--- Start Recorded information ---
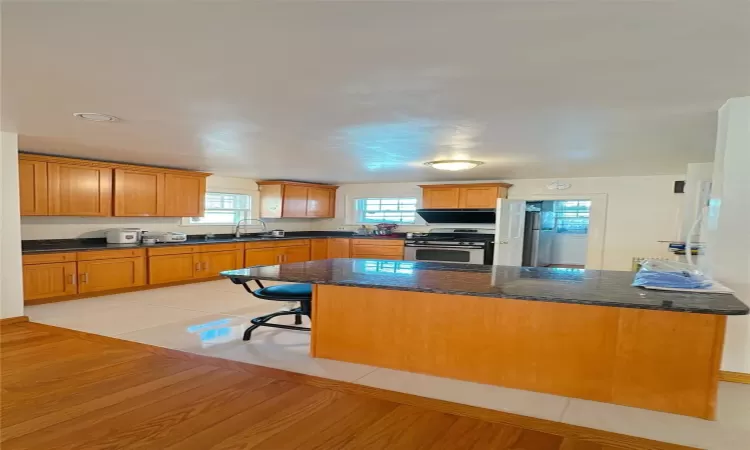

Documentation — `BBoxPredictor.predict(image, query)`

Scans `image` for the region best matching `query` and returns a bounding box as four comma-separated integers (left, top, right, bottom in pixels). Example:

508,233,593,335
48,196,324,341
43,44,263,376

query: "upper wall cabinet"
18,153,210,217
115,169,164,217
18,159,47,216
419,183,513,209
47,163,112,216
258,181,338,219
164,173,206,217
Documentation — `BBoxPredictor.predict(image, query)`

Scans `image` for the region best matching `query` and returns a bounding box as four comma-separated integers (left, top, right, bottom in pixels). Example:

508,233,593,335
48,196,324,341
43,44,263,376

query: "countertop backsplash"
21,216,315,241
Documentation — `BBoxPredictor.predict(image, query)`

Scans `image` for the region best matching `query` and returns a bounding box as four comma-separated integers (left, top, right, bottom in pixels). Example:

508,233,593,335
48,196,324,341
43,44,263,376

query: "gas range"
404,228,495,264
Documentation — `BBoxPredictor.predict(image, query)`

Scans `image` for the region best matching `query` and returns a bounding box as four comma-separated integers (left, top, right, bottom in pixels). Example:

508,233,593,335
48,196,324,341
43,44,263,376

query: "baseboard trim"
24,276,226,306
0,316,29,325
25,322,699,450
719,370,750,384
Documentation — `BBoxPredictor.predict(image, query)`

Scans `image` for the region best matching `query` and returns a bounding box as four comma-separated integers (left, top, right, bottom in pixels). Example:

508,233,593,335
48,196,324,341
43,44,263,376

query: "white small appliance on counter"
105,228,142,245
148,231,187,242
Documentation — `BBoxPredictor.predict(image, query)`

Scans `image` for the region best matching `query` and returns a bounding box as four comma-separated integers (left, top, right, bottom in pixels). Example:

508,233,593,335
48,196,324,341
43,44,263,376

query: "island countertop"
221,258,750,315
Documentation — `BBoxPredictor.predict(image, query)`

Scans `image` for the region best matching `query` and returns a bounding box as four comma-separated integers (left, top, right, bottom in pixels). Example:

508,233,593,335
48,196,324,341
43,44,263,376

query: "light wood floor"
0,323,686,450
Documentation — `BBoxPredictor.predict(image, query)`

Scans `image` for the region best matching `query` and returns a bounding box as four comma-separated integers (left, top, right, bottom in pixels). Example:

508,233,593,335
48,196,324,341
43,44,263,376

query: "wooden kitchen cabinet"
245,247,279,267
282,184,308,217
422,186,459,209
164,173,206,217
420,183,513,209
114,169,164,217
47,163,112,216
351,239,404,260
148,253,195,284
328,238,350,258
279,246,310,264
18,158,47,216
78,256,146,294
193,250,244,278
310,239,328,261
23,262,78,301
258,181,338,219
307,187,336,217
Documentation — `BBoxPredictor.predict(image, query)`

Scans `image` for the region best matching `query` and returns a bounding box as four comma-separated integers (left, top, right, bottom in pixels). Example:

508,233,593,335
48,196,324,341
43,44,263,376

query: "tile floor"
26,280,750,450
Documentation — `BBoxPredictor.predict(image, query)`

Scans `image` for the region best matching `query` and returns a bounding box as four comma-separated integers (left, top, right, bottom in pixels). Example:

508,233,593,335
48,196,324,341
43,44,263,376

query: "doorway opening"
521,199,591,269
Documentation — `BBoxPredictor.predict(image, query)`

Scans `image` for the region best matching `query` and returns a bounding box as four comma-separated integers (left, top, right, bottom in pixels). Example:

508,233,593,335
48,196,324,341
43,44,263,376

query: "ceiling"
2,0,750,183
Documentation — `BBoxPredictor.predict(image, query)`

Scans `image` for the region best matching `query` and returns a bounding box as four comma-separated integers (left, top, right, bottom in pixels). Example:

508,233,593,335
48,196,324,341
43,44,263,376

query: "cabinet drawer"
23,252,76,264
352,253,404,261
245,239,310,250
276,239,310,247
352,238,404,247
78,248,146,261
148,245,196,256
352,245,404,259
195,244,244,253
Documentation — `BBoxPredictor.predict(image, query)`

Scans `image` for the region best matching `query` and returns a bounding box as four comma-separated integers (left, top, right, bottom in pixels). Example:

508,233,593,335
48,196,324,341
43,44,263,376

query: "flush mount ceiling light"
73,113,120,122
424,159,484,171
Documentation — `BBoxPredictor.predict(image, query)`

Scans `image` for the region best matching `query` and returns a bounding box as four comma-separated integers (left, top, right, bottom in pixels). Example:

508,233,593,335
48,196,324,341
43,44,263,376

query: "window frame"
349,195,424,227
182,191,254,227
552,200,592,236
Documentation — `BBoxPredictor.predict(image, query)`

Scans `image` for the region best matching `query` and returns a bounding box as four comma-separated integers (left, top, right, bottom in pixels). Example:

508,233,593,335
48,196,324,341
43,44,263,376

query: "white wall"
313,174,685,270
680,163,714,242
702,97,750,373
550,233,588,265
0,132,23,319
21,175,313,240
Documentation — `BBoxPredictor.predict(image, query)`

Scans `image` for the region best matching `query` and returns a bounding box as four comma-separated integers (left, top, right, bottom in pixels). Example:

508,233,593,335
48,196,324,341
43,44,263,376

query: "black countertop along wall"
21,231,405,254
221,258,750,315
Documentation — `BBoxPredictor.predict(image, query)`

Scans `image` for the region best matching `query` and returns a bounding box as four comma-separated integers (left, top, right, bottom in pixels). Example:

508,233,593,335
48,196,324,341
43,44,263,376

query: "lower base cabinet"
78,256,146,294
148,253,193,284
23,262,78,300
193,250,243,278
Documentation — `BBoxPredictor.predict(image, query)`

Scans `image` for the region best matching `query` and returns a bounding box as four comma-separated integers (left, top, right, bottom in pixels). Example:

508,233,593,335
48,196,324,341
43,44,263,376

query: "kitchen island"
222,259,749,419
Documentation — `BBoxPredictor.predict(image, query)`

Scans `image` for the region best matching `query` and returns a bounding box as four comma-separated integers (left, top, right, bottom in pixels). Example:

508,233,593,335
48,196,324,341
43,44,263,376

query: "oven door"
404,245,484,264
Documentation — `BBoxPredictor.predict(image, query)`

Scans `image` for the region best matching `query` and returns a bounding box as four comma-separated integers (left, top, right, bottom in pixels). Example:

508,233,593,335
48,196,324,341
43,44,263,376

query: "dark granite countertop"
21,231,404,254
221,259,749,315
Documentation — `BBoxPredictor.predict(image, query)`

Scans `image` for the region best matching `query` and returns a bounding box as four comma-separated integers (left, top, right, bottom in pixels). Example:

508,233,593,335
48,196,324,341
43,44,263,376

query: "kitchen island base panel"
310,285,726,419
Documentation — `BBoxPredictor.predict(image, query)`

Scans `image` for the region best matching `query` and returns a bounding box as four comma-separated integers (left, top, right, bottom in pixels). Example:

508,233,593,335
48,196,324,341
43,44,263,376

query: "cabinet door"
258,184,283,219
307,187,335,217
244,248,283,267
281,184,308,217
148,253,195,284
115,169,164,216
279,246,310,264
194,250,243,278
422,188,459,209
328,238,350,258
164,173,206,217
18,159,47,216
47,163,112,216
458,186,498,208
78,256,146,294
310,239,328,261
23,262,77,300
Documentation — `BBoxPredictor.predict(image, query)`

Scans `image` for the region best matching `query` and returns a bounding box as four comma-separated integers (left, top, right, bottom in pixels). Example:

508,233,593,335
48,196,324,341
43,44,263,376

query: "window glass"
190,192,250,225
355,197,417,224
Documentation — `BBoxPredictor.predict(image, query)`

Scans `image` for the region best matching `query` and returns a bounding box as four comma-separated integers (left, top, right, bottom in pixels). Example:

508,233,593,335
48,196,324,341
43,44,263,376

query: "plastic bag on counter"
633,260,714,291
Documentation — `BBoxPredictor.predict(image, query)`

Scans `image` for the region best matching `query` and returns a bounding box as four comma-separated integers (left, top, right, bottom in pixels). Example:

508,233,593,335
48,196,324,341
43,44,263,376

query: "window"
189,192,250,225
354,197,417,224
553,200,591,234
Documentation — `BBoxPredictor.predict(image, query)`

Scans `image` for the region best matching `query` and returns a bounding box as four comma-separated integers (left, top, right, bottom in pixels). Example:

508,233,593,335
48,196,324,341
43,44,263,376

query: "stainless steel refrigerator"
521,211,542,267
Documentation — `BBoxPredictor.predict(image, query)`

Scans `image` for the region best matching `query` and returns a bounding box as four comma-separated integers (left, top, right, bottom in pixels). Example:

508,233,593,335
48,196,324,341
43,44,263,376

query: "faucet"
234,219,268,238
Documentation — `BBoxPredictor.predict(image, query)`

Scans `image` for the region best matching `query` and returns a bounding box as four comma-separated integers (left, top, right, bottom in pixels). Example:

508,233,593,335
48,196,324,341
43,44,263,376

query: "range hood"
417,208,495,225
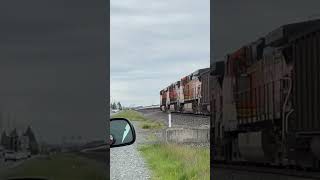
--- End Recorded information ---
• _Objective_
Count the lines that contain the string "cabinet" and give only that number.

• _Output_
5